[Butir identifikasi lokasi]
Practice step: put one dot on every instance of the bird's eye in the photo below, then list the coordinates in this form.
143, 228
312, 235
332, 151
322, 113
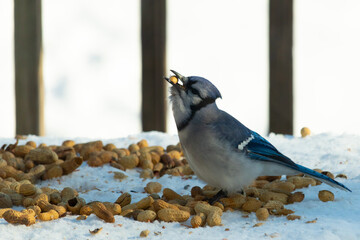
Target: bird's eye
...
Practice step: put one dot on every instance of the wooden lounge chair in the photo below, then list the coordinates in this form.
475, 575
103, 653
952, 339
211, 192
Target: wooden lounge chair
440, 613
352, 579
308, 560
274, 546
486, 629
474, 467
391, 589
* * *
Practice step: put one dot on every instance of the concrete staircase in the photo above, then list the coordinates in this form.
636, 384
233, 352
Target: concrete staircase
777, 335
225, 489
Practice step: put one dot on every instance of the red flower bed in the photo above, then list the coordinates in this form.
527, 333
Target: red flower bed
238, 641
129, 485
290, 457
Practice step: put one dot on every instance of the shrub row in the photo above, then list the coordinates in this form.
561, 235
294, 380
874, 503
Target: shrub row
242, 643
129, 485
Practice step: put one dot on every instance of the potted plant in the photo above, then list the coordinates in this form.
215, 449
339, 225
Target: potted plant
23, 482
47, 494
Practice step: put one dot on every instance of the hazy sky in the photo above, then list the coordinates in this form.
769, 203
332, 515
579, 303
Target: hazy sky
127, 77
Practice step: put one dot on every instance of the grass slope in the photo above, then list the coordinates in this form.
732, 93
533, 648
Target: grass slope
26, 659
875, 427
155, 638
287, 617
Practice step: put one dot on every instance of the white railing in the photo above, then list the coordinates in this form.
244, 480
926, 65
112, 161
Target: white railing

▸ **Petunjuk Latihan**
Tuliskan kembali dengan tepat semua baris, mulai dari baris yang memuat "Practice step: put one dot on every instance of the bird's" hingga baris yang memuat "Target: bird's eye", termasuk kedua baris tersebut. Gambar tidak perlu disertakan dalam jawaban.

▸ **Jawaban**
Practice step: put one dot on every instance of the bird's eye in the photo below, then list the coordinates in this form.
143, 228
312, 235
332, 151
322, 113
Target: bird's eye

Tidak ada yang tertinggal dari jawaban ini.